# Direction
Continue the text below about the Groovy project seeking sponsorship from the Apache Software Foundation, picking up after its final sentence.

# Excerpt
━━━━━━━━━━━━━━━━
The open source Groovy project may soon have a new sponsor: the Apache Software Foundation (ASF).

The project's previous sponsor, Pivotal, announced in January that it would stop directly funding the development of the dynamic JVM language and the associated Grails Web application framework on March 31. Since that announcement, the project's committers have considered seeking sponsorship from various foundations, including the Eclipse Foundation and the Software Conservancy, but decided today on the ASF.

"The Apache Foundation is the one that is closest to our philosophy," longtime project lead Guillaume Laforge told ADTmag. "The focus on community is there -- it's more important than any one company's funding -- and the code, of course."

Laforge, announced earlier this week that he would be joining Restlet, a French maker of a framework used by Java developers to create web APIs. His announcement, almost more than Pivotal's, seemed to raise the anxiety level in the Groovy/Grails community. The decision to seek foundation sponsorship was, in part, a move to ease those anxieties, Laforge said.

"We wanted to send a clear message to the community and to our user base that Groovy is here for the long run," he said. "People sometimes associate an open source project with a key figure. But Groovy is not equal to Guillaume Laforge. It has a group of core committers working actively on the project -- and not just people working for Pivotal -- and it will definitely live on and continue to be developed."

Laforge said Groovy was downloaded over four million times in 2014.

Laforge announced this morning on his blog that the project's leadership would shorty begin the process of submitting a proposal to the ASF Incubator, a project through which new projects join the foundation. The Incubator filters proposals, evaluates a proposed project's maturity, and helps to create a project's operational infrastructure.

If the proposal is accepted, Laforge will the chair of the Project Management Committee (PMC), which would govern the project. Apache PMCs are composed of project committers. But he will also be working full-time at Restlet. His focus there will be product leadership and developer advocacy. "I will be helping to accelerate the evolution of API tools that are critically needed by software developers," he said.
━━━━━━━━━━━━━━━━
# Given data
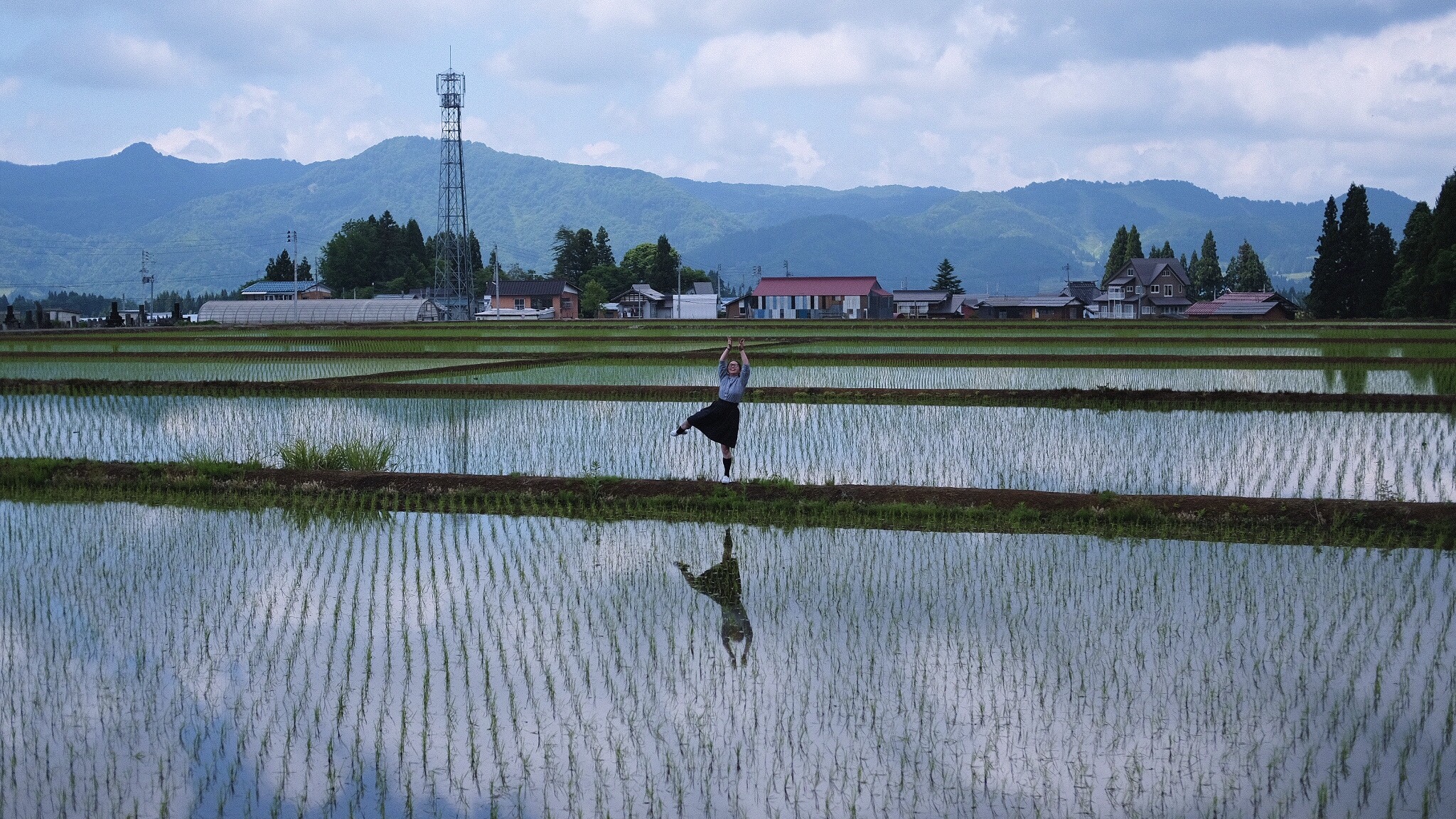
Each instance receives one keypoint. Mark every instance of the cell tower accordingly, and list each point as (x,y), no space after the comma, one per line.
━━━━━━━━━━━━━━━━
# Exercise response
"The PMC is about reaching consensus," Laforge said. "And that's consistent with the way I've always tried to manage the project. It's nice to have a leader, but it's good for the community to know that the project will continue to be a highly collaborative effort."

The Restlet Framework is an open source RESTful web API framework for the Java platform. The lightweight framework includes a Java client for Android and other platforms. Restlet plans to use Groovy to improve its API development tools, Laforge said, including its APISpark, Restlet Studio, and Restlet Framework.

In its January announcement, Pivotal argued that the Groovy community and language were "reaching maturity," and concluded that its sponsorship was not longer needed. Groovy is a foundation technology of Pivotal's Spring Boot, so the company is still invested in its continued development. However, Grails will be removed from the Spring IO Platform, the company said. The company also said that it would support the transition of the Groovy Eclipse project and GGTS tooling to a new sponsor. Groovy 2.4 and Grails 3.0 will be the last major releases under Pivotal sponsorship.

Laforge will also continue to blog about his work at Restlet and his continuing contributions to the Groovy project here. He'll be blogging for Restlet here.

About the Author

John K. Waters is a freelance author and journalist based in Silicon Valley. His latest book is The Everything Guide to Social Media. Follow John on Twitter, read his blog on ADTmag.com, check out his author page on Amazon, or e-mail him at john@watersworks.com.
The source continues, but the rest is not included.